### Task brief:
Copy the lines of the material between the lines holding "is the signage" and "top-left (621, 500), bottom-right (669, 518)", inclusive, switching "signage board" to "display sign" and leaving everything else unchanged.

### Supplied records:

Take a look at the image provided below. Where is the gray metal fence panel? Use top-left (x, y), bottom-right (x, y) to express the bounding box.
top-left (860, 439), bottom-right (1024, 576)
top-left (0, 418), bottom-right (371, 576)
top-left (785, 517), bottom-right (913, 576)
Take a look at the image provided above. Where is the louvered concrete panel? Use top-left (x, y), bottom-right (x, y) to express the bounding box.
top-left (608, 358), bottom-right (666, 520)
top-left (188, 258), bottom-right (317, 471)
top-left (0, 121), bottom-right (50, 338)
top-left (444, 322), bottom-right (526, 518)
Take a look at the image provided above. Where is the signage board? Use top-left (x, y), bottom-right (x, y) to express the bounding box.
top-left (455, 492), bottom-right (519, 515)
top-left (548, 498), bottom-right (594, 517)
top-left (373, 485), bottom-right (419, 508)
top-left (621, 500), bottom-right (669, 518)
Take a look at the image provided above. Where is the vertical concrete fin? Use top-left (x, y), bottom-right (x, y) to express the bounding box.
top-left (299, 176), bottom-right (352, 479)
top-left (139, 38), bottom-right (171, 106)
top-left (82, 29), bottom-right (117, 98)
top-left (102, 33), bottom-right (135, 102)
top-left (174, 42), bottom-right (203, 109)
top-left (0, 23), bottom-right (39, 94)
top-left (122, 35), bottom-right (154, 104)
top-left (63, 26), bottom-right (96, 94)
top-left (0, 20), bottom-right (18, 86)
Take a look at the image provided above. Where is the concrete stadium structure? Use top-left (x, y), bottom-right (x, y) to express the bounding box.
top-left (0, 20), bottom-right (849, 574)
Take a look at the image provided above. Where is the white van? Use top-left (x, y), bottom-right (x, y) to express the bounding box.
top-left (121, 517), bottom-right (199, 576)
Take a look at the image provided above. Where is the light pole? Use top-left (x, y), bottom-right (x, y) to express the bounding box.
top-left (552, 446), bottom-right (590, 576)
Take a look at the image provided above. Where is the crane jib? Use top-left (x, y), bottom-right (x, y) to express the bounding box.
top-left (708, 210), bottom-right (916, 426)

### Result of this exercise:
Take a look at the image provided above. Where is the display sign? Use top-left (x, y), bottom-right (x, y) to express the bounding box.
top-left (455, 492), bottom-right (519, 515)
top-left (548, 498), bottom-right (594, 517)
top-left (373, 485), bottom-right (419, 508)
top-left (621, 500), bottom-right (669, 518)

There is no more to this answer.